**Your instructions:** Rewrite the rows below, changing every "positive clicks" to "foreground points" and leaving everything else unchanged.

**Dataset records:**
======

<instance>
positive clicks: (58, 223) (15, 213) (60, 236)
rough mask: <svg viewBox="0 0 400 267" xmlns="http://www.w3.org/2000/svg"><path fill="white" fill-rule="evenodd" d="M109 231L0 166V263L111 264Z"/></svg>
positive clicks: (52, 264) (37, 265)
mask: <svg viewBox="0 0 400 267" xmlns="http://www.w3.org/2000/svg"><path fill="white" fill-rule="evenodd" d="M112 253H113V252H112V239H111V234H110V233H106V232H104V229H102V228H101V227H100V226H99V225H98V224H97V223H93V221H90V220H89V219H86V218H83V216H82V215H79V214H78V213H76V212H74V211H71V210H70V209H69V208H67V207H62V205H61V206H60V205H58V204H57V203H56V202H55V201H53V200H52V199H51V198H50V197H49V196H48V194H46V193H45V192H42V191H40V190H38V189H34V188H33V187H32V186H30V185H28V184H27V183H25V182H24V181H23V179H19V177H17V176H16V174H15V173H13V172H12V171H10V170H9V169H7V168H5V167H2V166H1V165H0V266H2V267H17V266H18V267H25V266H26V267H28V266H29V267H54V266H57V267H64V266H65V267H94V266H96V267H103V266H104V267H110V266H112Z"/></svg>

======

**Task solution:**
<instance>
foreground points: (58, 223) (15, 213) (60, 236)
rough mask: <svg viewBox="0 0 400 267" xmlns="http://www.w3.org/2000/svg"><path fill="white" fill-rule="evenodd" d="M109 231L0 166V263L111 264Z"/></svg>
foreground points: (52, 264) (37, 265)
mask: <svg viewBox="0 0 400 267" xmlns="http://www.w3.org/2000/svg"><path fill="white" fill-rule="evenodd" d="M112 253H113V252H112V239H111V234H110V233H106V232H104V229H102V228H101V227H100V226H99V225H98V224H97V223H93V221H90V220H89V219H86V218H83V216H82V215H79V214H78V213H76V212H74V211H71V210H70V209H69V208H67V207H62V205H61V206H60V205H58V204H57V203H56V202H55V201H53V200H52V199H51V198H50V197H49V196H48V194H46V193H45V192H42V191H40V190H38V189H34V188H33V187H32V186H30V185H28V184H27V183H25V182H24V181H23V179H19V177H17V176H16V174H15V173H13V172H12V171H10V170H9V169H7V168H5V167H2V166H1V165H0V266H2V267H17V266H18V267H25V266H26V267H28V266H29V267H54V266H57V267H64V266H65V267H94V266H96V267H103V266H104V267H110V266H112Z"/></svg>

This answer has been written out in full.